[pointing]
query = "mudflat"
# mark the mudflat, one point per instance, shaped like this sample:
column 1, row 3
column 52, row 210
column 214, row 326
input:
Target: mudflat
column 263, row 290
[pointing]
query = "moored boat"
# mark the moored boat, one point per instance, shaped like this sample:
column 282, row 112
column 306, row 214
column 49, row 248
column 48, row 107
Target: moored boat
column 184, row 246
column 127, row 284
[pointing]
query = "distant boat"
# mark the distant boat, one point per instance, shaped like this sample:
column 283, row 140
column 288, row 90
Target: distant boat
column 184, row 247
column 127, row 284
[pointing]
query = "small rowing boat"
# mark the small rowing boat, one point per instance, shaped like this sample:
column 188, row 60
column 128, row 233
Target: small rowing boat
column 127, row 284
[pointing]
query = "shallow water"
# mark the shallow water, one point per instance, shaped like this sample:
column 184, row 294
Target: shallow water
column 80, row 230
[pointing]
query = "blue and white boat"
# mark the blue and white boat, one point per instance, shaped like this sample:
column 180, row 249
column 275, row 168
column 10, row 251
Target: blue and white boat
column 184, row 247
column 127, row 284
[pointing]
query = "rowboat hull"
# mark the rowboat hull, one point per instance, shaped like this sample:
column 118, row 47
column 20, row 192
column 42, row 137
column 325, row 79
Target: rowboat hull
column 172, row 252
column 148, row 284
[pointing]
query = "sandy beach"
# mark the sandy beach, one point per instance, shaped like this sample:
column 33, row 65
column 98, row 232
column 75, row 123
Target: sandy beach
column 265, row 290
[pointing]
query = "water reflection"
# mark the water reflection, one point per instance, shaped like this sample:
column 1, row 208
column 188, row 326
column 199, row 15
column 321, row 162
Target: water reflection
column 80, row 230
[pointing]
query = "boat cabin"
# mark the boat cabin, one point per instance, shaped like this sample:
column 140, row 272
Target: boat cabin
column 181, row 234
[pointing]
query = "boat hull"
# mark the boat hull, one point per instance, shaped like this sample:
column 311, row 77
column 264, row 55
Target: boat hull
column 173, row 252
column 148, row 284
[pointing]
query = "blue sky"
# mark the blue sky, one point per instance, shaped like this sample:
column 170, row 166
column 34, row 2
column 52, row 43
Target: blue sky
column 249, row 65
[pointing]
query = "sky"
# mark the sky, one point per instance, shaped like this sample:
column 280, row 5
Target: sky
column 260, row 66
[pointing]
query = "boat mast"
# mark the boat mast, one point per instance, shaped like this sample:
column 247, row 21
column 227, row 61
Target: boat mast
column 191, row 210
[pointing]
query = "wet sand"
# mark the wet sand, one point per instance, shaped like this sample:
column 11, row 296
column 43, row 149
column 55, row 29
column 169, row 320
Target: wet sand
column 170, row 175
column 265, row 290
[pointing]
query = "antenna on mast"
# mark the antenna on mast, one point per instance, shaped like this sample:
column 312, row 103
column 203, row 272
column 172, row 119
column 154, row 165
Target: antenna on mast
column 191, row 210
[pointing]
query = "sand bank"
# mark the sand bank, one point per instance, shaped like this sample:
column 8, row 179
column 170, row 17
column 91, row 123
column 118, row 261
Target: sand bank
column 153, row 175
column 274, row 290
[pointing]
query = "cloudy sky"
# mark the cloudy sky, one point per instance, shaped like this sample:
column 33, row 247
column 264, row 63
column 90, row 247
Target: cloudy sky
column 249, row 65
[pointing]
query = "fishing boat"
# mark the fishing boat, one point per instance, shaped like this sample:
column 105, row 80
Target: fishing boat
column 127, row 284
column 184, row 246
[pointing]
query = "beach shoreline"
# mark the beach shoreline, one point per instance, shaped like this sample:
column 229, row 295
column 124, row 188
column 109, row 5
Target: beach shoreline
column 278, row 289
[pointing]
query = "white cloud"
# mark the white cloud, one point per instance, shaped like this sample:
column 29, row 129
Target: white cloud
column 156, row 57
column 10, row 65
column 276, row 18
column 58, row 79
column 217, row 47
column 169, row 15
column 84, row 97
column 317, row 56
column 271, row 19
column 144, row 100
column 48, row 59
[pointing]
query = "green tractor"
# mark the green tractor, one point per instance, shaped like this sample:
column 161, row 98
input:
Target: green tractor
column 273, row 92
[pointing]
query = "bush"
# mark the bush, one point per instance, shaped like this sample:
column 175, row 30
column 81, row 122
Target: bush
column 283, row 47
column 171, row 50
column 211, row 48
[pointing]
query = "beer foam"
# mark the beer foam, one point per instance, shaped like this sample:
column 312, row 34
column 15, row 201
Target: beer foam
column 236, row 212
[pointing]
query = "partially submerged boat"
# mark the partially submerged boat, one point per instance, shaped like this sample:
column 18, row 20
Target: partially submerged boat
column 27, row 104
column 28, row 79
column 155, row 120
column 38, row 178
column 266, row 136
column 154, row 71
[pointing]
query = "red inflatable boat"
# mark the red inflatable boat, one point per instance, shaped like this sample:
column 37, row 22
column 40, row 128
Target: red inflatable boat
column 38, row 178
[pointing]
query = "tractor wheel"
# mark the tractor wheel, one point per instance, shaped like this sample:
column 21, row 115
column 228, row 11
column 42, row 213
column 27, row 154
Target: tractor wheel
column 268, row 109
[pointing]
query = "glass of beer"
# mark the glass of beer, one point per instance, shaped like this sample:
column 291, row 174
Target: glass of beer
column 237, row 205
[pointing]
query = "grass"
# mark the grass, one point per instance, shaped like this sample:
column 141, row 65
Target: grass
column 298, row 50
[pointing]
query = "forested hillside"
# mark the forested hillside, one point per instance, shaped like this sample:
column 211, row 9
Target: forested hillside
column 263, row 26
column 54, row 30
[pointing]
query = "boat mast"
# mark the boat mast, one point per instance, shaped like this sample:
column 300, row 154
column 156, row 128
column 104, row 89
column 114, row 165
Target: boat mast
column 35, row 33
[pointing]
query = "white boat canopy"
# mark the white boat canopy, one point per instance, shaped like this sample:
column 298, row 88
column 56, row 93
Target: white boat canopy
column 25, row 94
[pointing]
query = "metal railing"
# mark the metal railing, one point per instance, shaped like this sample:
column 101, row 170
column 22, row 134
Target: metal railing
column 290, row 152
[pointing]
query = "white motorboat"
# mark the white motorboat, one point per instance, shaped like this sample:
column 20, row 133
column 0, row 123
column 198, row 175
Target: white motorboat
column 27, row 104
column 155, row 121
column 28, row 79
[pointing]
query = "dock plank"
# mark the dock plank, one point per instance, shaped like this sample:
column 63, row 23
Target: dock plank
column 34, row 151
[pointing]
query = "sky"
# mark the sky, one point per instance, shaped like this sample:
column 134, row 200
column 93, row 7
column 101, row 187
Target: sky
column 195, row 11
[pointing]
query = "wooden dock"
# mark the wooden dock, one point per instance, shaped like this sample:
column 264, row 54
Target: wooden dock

-.-.-

TASK GOAL - Could you print all of the data above once more, unaltered?

RESPONSE BOX -
[pointing]
query = "mudflat"
# mark the mudflat, one point per instance, shaped like this sample:
column 1, row 3
column 52, row 210
column 214, row 326
input:
Target: mudflat
column 263, row 290
[pointing]
query = "moored boat"
# mark the moored boat, one point per instance, shaped like this sample:
column 282, row 112
column 306, row 214
column 49, row 248
column 48, row 107
Target: moored boat
column 184, row 246
column 127, row 284
[pointing]
query = "distant boat"
# mark the distant boat, one point per instance, shaped like this sample:
column 283, row 140
column 288, row 90
Target: distant boat
column 184, row 247
column 127, row 284
[pointing]
query = "small rowing boat"
# mark the small rowing boat, one point per instance, shaped like this sample:
column 188, row 60
column 128, row 233
Target: small rowing boat
column 127, row 284
[pointing]
query = "shallow water"
# mark the shallow water, one point per instance, shaped like this sample:
column 184, row 294
Target: shallow water
column 80, row 230
[pointing]
query = "blue and white boat"
# mark the blue and white boat, one point per instance, shaped like this sample:
column 180, row 249
column 275, row 168
column 10, row 251
Target: blue and white boat
column 184, row 247
column 127, row 284
[pointing]
query = "rowboat hull"
# mark the rowboat hull, one point per instance, shaped like this sample:
column 118, row 47
column 20, row 192
column 42, row 137
column 325, row 79
Target: rowboat hull
column 172, row 252
column 148, row 284
[pointing]
query = "sandy beach"
# mark the sandy beach, one point per instance, shaped like this sample:
column 33, row 65
column 98, row 232
column 75, row 123
Target: sandy beach
column 265, row 290
[pointing]
query = "water reflection"
# mark the water reflection, one point per instance, shaped like this sample:
column 1, row 208
column 188, row 326
column 199, row 15
column 321, row 162
Target: water reflection
column 80, row 230
[pointing]
query = "boat cabin"
# mark the boat cabin, one point per instance, shaped like this sample:
column 140, row 272
Target: boat cabin
column 181, row 234
[pointing]
query = "boat hull"
# mark the boat hull, one point per instance, shaped like this sample:
column 311, row 77
column 264, row 55
Target: boat hull
column 173, row 252
column 148, row 284
[pointing]
query = "blue sky"
# mark the blue sky, one point per instance, shaped like this sample:
column 170, row 166
column 34, row 2
column 52, row 43
Target: blue sky
column 249, row 65
[pointing]
query = "sky"
# mark the sky, one point per instance, shaped like this sample:
column 280, row 5
Target: sky
column 260, row 66
[pointing]
query = "boat mast"
# mark the boat mast, one point per instance, shaped like this sample:
column 247, row 21
column 227, row 61
Target: boat mast
column 191, row 210
[pointing]
query = "wet sand"
# mark the wet sand, one point per instance, shaped like this sample:
column 11, row 296
column 43, row 149
column 55, row 29
column 169, row 320
Target: wet sand
column 170, row 175
column 265, row 290
[pointing]
query = "antenna on mast"
# mark the antenna on mast, one point per instance, shaped like this sample:
column 312, row 103
column 203, row 272
column 172, row 119
column 154, row 165
Target: antenna on mast
column 191, row 210
[pointing]
query = "sand bank"
# mark the sand bank, one point per instance, shaped like this sample:
column 8, row 179
column 170, row 17
column 91, row 123
column 118, row 261
Target: sand bank
column 153, row 175
column 274, row 290
[pointing]
query = "cloudy sky"
# mark the cloudy sky, one point per instance, shaped like this sample:
column 33, row 247
column 264, row 63
column 90, row 247
Target: cloudy sky
column 249, row 65
[pointing]
query = "fishing boat"
# mark the fishing boat, one point per instance, shaped like this sample:
column 105, row 80
Target: fishing boat
column 127, row 284
column 184, row 246
[pointing]
query = "beach shoreline"
# mark the beach shoreline, one point per instance, shaped like this sample:
column 229, row 295
column 124, row 188
column 109, row 5
Target: beach shoreline
column 278, row 289
[pointing]
query = "white cloud"
# mark the white cloud, one point per instance, shaped like this sample:
column 29, row 129
Target: white cloud
column 156, row 57
column 10, row 65
column 276, row 18
column 58, row 79
column 217, row 47
column 169, row 15
column 84, row 97
column 317, row 56
column 271, row 19
column 144, row 100
column 48, row 59
[pointing]
query = "green tractor"
# mark the green tractor, one point per instance, shaped like this sample:
column 161, row 98
input:
Target: green tractor
column 273, row 92
[pointing]
query = "bush"
# mark the bush, one point per instance, shaped like this sample:
column 175, row 30
column 81, row 122
Target: bush
column 283, row 47
column 171, row 50
column 211, row 48
[pointing]
query = "beer foam"
# mark the beer foam, one point per instance, shaped like this sample:
column 312, row 34
column 15, row 201
Target: beer foam
column 236, row 212
[pointing]
query = "partially submerged boat"
# mark the partially submerged boat, one point per instance, shaped like this sample:
column 18, row 20
Target: partially submerged boat
column 27, row 104
column 28, row 79
column 155, row 120
column 38, row 178
column 266, row 136
column 154, row 71
[pointing]
query = "red inflatable boat"
# mark the red inflatable boat, one point per instance, shaped like this sample:
column 37, row 22
column 40, row 128
Target: red inflatable boat
column 38, row 178
[pointing]
query = "tractor wheel"
# mark the tractor wheel, one point per instance, shaped like this sample:
column 21, row 115
column 228, row 11
column 42, row 213
column 27, row 154
Target: tractor wheel
column 268, row 109
[pointing]
query = "glass of beer"
# mark the glass of beer, one point per instance, shaped like this sample:
column 291, row 174
Target: glass of beer
column 237, row 205
[pointing]
query = "grass"
# mark the grass, one point per instance, shaped like this sample:
column 141, row 65
Target: grass
column 298, row 50
[pointing]
query = "forested hillside"
# mark the forested hillside, one point per instance, shaped like this sample:
column 211, row 9
Target: forested hillside
column 263, row 26
column 54, row 30
[pointing]
query = "boat mast"
# mark the boat mast, one point per instance, shaped like this sample:
column 300, row 154
column 156, row 128
column 104, row 89
column 114, row 165
Target: boat mast
column 35, row 33
[pointing]
query = "white boat canopy"
# mark the white boat canopy, one point per instance, shaped like this sample:
column 298, row 88
column 56, row 93
Target: white boat canopy
column 25, row 94
[pointing]
query = "metal railing"
# mark the metal railing, one point per instance, shaped like this sample:
column 101, row 170
column 22, row 134
Target: metal railing
column 290, row 152
[pointing]
query = "white motorboat"
# mark the white motorboat, one point per instance, shaped like this sample:
column 20, row 133
column 0, row 123
column 198, row 175
Target: white motorboat
column 27, row 104
column 155, row 121
column 28, row 79
[pointing]
query = "dock plank"
# mark the dock plank, one point per instance, shaped like this sample:
column 63, row 23
Target: dock plank
column 34, row 151
[pointing]
query = "sky"
# mark the sky, one point per instance, shaped like this sample:
column 134, row 200
column 93, row 7
column 101, row 187
Target: sky
column 195, row 11
[pointing]
query = "wooden dock"
# mark the wooden dock, one point per instance, shaped like this sample:
column 264, row 54
Target: wooden dock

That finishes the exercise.